- [Task directions]
Copy the lines starting at the one containing "Q: Returning coordinates formatted like [127,547], pin" and ending at the last line, shifting every answer coordinate by adding 22 to each of its numbers. Reproduce all other lines unchanged, and leave out any line that comes before that starting line.

- [Dataset content]

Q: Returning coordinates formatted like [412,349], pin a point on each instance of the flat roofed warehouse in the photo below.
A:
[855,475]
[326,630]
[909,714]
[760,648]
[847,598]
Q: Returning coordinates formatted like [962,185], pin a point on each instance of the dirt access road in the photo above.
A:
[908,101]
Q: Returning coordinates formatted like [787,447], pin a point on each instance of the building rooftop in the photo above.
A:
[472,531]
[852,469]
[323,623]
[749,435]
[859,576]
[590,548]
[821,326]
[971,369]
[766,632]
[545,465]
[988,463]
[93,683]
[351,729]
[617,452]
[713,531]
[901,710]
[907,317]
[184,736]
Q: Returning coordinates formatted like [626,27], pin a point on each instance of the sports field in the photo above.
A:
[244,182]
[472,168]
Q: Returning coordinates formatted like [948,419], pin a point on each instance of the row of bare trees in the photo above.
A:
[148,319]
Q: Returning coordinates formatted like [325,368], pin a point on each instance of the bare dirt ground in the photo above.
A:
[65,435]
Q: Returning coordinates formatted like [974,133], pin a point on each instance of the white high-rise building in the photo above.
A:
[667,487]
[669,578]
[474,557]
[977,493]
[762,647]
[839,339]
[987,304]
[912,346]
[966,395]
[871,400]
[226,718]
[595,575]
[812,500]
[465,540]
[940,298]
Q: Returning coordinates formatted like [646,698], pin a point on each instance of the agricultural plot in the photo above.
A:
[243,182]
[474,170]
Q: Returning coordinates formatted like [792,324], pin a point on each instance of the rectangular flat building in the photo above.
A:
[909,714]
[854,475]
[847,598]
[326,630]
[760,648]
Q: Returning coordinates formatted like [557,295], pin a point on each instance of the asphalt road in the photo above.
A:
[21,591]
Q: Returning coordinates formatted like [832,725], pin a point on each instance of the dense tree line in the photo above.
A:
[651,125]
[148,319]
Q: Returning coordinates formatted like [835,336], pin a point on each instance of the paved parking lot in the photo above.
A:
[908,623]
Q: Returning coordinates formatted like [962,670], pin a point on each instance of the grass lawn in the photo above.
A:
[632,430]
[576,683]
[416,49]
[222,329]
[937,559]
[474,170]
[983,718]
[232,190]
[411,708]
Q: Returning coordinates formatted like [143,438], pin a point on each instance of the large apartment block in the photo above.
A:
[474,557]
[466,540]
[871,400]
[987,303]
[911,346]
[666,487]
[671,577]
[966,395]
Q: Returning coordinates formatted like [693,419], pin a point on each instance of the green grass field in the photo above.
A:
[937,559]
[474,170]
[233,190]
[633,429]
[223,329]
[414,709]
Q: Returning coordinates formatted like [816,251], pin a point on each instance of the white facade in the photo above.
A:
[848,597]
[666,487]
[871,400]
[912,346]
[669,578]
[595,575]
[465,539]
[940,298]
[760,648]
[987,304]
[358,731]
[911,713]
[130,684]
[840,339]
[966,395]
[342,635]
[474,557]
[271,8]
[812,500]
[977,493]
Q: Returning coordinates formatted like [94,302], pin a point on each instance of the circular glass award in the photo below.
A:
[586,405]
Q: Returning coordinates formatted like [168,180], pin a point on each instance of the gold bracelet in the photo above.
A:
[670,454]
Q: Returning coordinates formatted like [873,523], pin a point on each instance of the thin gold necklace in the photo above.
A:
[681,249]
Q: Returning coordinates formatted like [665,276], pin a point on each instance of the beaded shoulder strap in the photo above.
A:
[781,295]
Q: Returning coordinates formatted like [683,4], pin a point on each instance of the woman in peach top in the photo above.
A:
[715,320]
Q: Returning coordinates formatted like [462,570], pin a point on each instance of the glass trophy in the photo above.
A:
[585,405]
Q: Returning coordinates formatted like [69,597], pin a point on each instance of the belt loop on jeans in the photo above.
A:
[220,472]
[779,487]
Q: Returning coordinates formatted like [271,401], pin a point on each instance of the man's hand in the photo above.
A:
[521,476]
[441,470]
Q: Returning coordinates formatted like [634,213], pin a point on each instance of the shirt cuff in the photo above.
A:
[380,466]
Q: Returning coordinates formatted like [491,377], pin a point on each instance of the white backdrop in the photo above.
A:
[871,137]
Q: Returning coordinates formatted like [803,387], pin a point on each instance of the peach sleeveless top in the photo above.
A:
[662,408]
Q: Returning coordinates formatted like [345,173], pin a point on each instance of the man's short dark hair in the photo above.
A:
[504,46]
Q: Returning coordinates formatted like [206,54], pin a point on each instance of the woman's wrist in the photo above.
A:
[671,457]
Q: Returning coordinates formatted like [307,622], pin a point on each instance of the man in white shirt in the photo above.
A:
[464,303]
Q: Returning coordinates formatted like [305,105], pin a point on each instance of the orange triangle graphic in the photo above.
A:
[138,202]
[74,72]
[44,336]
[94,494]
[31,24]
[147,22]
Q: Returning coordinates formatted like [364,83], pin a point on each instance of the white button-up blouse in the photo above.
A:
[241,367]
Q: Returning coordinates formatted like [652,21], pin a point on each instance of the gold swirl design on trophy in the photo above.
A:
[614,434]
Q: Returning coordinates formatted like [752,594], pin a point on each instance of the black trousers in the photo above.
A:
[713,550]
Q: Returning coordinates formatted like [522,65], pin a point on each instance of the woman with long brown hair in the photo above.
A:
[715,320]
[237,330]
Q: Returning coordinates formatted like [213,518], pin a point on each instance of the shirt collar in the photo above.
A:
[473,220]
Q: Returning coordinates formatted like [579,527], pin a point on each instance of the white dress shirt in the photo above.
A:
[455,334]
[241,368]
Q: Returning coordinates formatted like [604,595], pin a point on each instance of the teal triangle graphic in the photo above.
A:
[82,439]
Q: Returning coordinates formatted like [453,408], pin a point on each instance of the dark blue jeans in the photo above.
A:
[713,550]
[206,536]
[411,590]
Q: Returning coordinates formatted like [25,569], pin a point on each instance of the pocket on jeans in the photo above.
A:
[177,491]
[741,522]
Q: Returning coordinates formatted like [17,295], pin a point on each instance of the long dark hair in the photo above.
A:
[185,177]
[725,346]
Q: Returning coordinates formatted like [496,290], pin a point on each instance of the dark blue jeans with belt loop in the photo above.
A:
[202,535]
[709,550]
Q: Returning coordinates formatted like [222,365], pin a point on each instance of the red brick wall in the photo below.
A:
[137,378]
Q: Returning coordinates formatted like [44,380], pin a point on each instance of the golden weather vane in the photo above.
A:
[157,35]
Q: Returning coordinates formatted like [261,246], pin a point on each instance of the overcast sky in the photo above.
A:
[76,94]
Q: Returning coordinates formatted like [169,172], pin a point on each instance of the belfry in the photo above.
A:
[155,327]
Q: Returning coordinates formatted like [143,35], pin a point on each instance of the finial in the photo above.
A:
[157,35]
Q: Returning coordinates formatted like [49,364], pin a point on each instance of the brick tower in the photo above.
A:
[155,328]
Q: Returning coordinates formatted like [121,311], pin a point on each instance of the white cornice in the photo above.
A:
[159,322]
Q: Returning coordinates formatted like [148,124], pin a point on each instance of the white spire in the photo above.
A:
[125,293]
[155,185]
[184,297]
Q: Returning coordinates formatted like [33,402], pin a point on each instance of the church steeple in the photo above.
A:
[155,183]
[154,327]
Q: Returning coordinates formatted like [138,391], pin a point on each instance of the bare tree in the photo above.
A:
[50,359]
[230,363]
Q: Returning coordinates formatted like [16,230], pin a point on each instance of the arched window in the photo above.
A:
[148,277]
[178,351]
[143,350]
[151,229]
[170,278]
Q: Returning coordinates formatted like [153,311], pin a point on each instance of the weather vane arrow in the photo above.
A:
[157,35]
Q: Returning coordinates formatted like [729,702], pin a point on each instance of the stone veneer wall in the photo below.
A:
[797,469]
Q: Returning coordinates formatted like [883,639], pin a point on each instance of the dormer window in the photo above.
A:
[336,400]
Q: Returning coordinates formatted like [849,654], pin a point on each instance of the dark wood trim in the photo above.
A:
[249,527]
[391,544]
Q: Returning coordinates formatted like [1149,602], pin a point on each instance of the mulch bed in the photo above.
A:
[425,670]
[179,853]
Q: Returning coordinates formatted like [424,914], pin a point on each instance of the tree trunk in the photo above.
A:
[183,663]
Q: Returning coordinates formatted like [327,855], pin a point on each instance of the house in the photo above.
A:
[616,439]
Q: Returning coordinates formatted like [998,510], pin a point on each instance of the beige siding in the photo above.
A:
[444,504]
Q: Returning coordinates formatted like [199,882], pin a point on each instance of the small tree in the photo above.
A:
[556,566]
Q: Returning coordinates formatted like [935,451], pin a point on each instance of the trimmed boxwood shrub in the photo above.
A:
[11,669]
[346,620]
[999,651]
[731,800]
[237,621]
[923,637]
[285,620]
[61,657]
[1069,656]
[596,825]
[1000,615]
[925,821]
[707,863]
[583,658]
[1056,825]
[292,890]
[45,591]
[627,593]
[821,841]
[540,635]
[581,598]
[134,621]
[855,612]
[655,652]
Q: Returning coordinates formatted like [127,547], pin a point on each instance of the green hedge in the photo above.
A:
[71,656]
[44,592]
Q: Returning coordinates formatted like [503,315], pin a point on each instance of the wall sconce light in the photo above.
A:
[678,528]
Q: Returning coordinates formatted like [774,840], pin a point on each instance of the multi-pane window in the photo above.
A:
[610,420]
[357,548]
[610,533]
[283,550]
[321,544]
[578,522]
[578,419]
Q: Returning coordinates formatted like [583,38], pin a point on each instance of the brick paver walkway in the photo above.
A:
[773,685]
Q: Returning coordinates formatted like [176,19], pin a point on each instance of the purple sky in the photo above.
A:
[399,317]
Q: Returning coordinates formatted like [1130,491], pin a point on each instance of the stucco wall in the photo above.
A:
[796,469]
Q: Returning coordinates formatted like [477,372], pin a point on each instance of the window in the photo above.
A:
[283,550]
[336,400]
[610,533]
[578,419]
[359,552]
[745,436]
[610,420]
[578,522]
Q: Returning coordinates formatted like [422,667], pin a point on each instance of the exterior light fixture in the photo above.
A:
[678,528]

- [Finished answer]
Q: Returning coordinates formatted like [127,547], pin a point on each instance of the green hedge in the photo above.
A:
[93,678]
[66,614]
Q: Returning coordinates formatted like [503,315], pin a point on each instance of the wall sconce light in the photo above.
A:
[700,550]
Q: Returning coordinates formatted like [774,840], pin a point on each instance of the multi-pane window in the photo above.
A:
[632,442]
[379,570]
[632,555]
[305,572]
[343,566]
[600,544]
[600,441]
Q: Returning coordinates formatted like [583,38], pin a point on each instance of the brick paver walkway in the photo above.
A:
[795,707]
Q: Returning coordinates formatted like [176,19], pin a point on each instance of the purple sky in the photo above.
A:
[421,339]
Q: Returning coordinates formatted like [1130,491], pin a point on each instance of the stucco wall in the photo above.
A:
[818,491]
Q: Returning coordinates formatted like [477,372], pin a point on each instance of the window in the photo above.
A:
[305,572]
[358,422]
[632,555]
[600,441]
[381,574]
[767,458]
[632,442]
[600,544]
Q: Returning coordinates formatted like [422,667], pin a point on each instance of the exterior light fixture in the photo above.
A:
[700,550]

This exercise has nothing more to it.